Solicitud escrita >>
Actualiza el fragmento del texto sobre la Guardia Nacional que empieza con "Sin embargo, tanto" y sigue hasta "millones de habitantes.", cambiando "uniformados" por "agentes".

Sin embargo, tanto el repunte de la violencia –que ha tenido un nivel récord durante 2018 [11]– como la debilidad institucional de los cuerpos de seguridad del país, propiciaron que la Administración de López Obrador optara por crear una nueva fuerza de seguridad: la Guardia Nacional. Dicha corporación está siendo conformada por integrantes de la Policía Militar, Naval y los remanentes de la Policía Federal. Según el gobierno, una de las razones para crear una nueva policía militarizada  era que, en años anteriores, la falta de presupuesto había hecho totalmente inocua a la fuerza, en tanto existían 20 mil uniformados para un país de 120 millones de habitantes.
De este modo, el presupuesto para Seguridad Pública en 2019 se redujo un 12.4 por ciento respecto del año anterior [12], mientras que el presupuesto de la Secretaría de la Defensa Nacional, que coordina el despliegue de la Guardia Nacional, se incrementó en un 15 por ciento, al contar con un monto total de 93 mil 670 millones de pesos (4 mil 897 millones de dólares) para 2019. [13] De acuerdo con Alfonso Durazo, titular de la Secretaría de Seguridad y Protección Ciudadana, la Guardia Nacional contará con un presupuesto de entre 15 mil y 20 mil millones de pesos (hasta 1 mil 45 millones de dólares) para conformar un cuerpo de seguridad de 80 mil elementos para finales de 2019. [14]
Aunque diversos académicos y especialistas en derechos humanos mostraron sus preocupaciones [15] sobre las facultades de la Guardia Nacional a la hora de perseguir delitos del fuero común o participar en investigaciones de crímenes, el Congreso mexicano aprobó por unanimidad (un hecho inédito en 30 años de la llamada transición democrática en México) [16] los términos en que operará la nueva fuerza bajo mando militar por un periodo acotado de 5 años. Con ello, se resolvió la falta de marco jurídico con el cual habían operado el Ejército y la Marina en tareas de seguridad pública, en los últimos 12 años de la “guerra contra el narcotráfico”.
Al mismo tiempo, el Gobierno de López Obrador solicitó a la oficina de la Alta Comisionada de Naciones Unidas para los Derechos Humanos, Michel Bachelet, dar seguimiento y capacitación a los integrantes de la Guardia Nacional para tratar de garantizar el respeto a los derechos humanos. [17] Esto, luego de que en los pasados dos gobiernos se registraran múltiples casos de violaciones graves de derechos humanos a manos del Ejército y la Marina en labores de seguridad. [18].

Material proporcionado >>
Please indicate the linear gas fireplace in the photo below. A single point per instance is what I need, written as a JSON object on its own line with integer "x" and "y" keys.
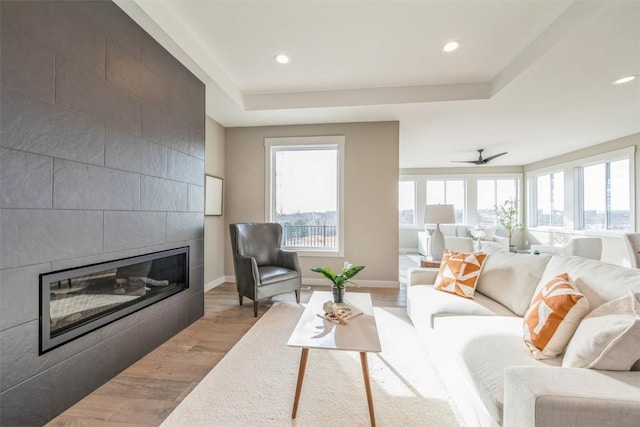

Resultado del ejercicio >>
Sin embargo, tanto el repunte de la violencia –que ha tenido un nivel récord durante 2018 [11]– como la debilidad institucional de los cuerpos de seguridad del país, propiciaron que la Administración de López Obrador optara por crear una nueva fuerza de seguridad: la Guardia Nacional. Dicha corporación está siendo conformada por integrantes de la Policía Militar, Naval y los remanentes de la Policía Federal. Según el gobierno, una de las razones para crear una nueva policía militarizada  era que, en años anteriores, la falta de presupuesto había hecho totalmente inocua a la fuerza, en tanto existían 20 mil agentes para un país de 120 millones de habitantes.